**EXERCISE OBJECTIVE:**
Reproduce the part of the forum thread on optimizing a function that opens with the words containing "(for (k (+ i" and closes with "(let (n (m i))", substituting "setf" for "nth-set".

**PASSAGE SHOWN:**
● ● ●
Optimizing a function

For the Compleat Fan
Locked
Jeff
Posts: 604
Joined: Sat Apr 07, 2007 2:23 pm
Location: Ohio
Contact:

Optimizing a function

Post by Jeff »

I have been playing with some of the shootout functions and trying to get decent results with newlisp. Here is the fastest implementation I have so far for the sieve of eratosthenes:

Code: Select all

(define (sieve size , flags total)
  (set 'flags (array (+ size 1))
       'total 0)
  (for (i 2 (- size 1))
    (when (not (flags i))
      (for (k (+ i i) size i (> k size))
        (nth-set (flags k) 1))
      (inc 'total)))
  total)

(define (m n)
  (* (pow 2 n) 10000))

(for (i 9 7)
  (let (n (m i))
    (println (format "Primes up to %8d %8d" n (sieve n)))))
It's roughly the same as the incrementing algorithm in the nsieve programs on the shootout site. I'm able to run it in around 20 seconds on my machine (which is pretty fast). The PHP implementation runs quite a bit faster than that. That shouldn't be right... PHP isn't really optimized for this kind of work. Any ideas on how to speed this up?[/code]
Jeff
=====
Old programmers don't die. They just parse on...

Artful code

cormullion
Posts: 2038
Joined: Tue Nov 29, 2005 8:28 pm
Location: latiitude 50N longitude 3W
Contact:

Post by cormullion »

14 seconds here...

(iMac 2GHz Core Duo)

for comparison, the Ruby version (http://shootout.alioth.debian.org/gp4/b ... =ruby&id=1) took 48 seconds.

I don't see any obvious ways to improve it...

Lutz used character vectors and cpymem for his... http://www.newlisp.org/syntax.cgi?bench ... ewlisp.txt

xytroxon
Posts: 296
Joined: Tue Nov 06, 2007 3:59 pm
Contact:

Post by xytroxon »

To really optimise code , you have to use "small iron" cpus to see the problems ;)
● ● ●
**DATA TO EXAMINE:**
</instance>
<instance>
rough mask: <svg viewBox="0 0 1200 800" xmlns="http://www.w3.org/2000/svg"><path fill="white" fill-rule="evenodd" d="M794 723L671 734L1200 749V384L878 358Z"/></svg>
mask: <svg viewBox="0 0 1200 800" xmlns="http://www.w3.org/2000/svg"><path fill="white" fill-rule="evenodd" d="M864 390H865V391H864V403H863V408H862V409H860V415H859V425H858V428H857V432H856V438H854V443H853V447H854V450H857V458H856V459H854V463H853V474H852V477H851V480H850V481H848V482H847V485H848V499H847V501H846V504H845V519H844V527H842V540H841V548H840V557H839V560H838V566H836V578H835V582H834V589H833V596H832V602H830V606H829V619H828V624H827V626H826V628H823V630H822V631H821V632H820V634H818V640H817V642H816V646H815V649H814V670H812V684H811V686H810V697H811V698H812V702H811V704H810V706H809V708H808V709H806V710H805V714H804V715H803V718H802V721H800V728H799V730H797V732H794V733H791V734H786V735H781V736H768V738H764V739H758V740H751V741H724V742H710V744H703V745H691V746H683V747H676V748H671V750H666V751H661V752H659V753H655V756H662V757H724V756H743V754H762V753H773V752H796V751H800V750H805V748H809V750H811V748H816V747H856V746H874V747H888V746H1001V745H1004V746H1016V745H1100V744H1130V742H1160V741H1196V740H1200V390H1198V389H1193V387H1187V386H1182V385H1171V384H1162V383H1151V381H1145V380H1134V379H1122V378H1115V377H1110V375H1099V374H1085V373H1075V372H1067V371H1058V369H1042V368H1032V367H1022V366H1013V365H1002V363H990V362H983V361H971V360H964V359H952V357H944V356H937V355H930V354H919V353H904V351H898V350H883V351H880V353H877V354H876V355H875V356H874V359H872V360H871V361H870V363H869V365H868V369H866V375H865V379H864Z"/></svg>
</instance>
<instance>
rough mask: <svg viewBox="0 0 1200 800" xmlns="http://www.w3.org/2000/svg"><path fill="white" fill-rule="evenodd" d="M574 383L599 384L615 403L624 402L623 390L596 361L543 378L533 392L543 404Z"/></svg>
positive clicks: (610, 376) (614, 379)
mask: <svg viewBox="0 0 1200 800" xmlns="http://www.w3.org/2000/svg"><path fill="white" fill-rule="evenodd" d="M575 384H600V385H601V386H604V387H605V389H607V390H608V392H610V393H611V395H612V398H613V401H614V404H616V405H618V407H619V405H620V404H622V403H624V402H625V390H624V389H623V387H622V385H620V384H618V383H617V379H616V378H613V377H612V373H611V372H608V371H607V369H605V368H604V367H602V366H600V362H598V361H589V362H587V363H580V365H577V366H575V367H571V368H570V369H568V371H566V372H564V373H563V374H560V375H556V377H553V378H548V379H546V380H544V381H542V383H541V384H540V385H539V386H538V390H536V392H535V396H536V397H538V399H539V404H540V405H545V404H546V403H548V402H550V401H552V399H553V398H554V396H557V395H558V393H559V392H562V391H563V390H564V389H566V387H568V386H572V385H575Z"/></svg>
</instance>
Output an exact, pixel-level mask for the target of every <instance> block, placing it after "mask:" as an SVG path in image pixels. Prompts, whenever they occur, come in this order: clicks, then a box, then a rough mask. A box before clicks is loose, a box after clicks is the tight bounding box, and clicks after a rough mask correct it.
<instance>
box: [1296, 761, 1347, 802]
● ● ●
**ANSWER SECTION:**
(for (k (+ i i) size i (> k size))
        (setf (flags k) 1))
      (inc 'total)))
  total)

(define (m n)
  (* (pow 2 n) 10000))

(for (i 9 7)
  (let (n (m i))